→ EXERCISE
Transcribe the records that follow, preserving every word.

→ DATASET ROWS
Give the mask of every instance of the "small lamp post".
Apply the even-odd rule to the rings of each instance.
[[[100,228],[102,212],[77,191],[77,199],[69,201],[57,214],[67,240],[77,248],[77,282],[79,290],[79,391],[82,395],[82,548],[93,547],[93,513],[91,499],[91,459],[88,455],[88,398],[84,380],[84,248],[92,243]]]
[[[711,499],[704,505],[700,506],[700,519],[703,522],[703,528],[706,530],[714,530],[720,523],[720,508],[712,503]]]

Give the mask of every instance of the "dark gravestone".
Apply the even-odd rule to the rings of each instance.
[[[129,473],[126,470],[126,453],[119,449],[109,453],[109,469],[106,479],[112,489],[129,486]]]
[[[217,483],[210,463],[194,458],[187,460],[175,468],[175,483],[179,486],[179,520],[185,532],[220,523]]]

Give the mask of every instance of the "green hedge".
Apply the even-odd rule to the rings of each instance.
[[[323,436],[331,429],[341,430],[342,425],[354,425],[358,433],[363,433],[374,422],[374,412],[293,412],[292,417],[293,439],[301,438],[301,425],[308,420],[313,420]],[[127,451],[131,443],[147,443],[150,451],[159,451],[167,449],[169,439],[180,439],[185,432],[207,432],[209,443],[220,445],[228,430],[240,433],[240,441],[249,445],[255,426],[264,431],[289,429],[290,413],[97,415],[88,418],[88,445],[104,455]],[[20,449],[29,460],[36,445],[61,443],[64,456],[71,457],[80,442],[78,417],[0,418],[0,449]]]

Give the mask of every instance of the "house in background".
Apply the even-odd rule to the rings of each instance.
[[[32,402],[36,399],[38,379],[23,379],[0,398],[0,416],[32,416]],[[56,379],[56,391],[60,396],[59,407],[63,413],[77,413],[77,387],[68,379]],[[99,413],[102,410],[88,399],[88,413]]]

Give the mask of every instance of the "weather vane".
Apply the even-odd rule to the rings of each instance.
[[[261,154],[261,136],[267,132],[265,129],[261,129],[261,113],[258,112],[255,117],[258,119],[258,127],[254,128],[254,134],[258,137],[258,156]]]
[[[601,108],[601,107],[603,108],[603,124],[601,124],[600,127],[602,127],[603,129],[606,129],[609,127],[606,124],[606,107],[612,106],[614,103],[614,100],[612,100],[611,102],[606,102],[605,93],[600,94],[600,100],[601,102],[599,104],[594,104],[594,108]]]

→ THE REPLY
Give the mask of every instance of the "small lamp post".
Apply the even-odd rule to the rings of each instance.
[[[100,228],[102,212],[77,191],[77,199],[69,201],[57,214],[67,240],[77,248],[77,282],[79,290],[79,391],[82,395],[82,548],[93,547],[93,513],[91,499],[91,459],[88,455],[88,398],[84,380],[84,248],[92,243]]]
[[[711,499],[704,505],[700,506],[700,519],[703,522],[703,528],[706,530],[714,530],[720,523],[720,508],[712,503]]]

Give the mask of every instance of the "dark gravestone".
Apply the even-odd rule to the rings of each instance.
[[[129,473],[126,470],[126,453],[119,449],[109,453],[109,469],[106,479],[112,489],[129,486]]]
[[[217,483],[210,463],[194,458],[187,460],[175,468],[175,483],[179,486],[179,520],[185,532],[220,523]]]

Give the mask of every instance of the "green hedge".
Apply the even-odd rule to the rings of each instance.
[[[323,436],[331,429],[341,430],[342,425],[354,425],[358,433],[363,433],[374,422],[374,412],[293,412],[292,417],[293,439],[301,438],[301,425],[308,420],[313,420]],[[127,451],[131,443],[147,443],[150,451],[159,451],[167,449],[169,439],[180,439],[185,432],[207,432],[209,443],[220,445],[228,430],[240,433],[240,441],[249,445],[255,426],[264,431],[289,429],[290,413],[97,415],[88,418],[88,445],[104,455]],[[20,449],[29,460],[36,445],[61,443],[64,456],[71,457],[80,442],[78,417],[0,418],[0,449]]]

Give the mask of every instance of the "house in background".
Apply the even-odd rule to the rings of each instance.
[[[32,402],[36,399],[38,379],[23,379],[0,398],[0,416],[32,416]],[[56,379],[56,391],[60,396],[59,407],[63,413],[77,413],[77,387],[68,379]],[[99,413],[102,410],[88,399],[88,413]]]

Give the mask of every instance of the "weather vane".
Apply the even-odd rule to the rings of each instance.
[[[261,154],[261,136],[267,132],[265,129],[261,129],[261,113],[258,112],[255,117],[258,119],[258,127],[254,128],[254,134],[258,137],[258,156]]]
[[[601,108],[601,107],[603,108],[603,124],[601,124],[600,127],[602,127],[603,129],[606,129],[609,127],[606,124],[606,107],[612,106],[614,103],[614,100],[612,100],[611,102],[606,102],[605,93],[600,94],[600,100],[601,102],[599,104],[594,104],[594,108]]]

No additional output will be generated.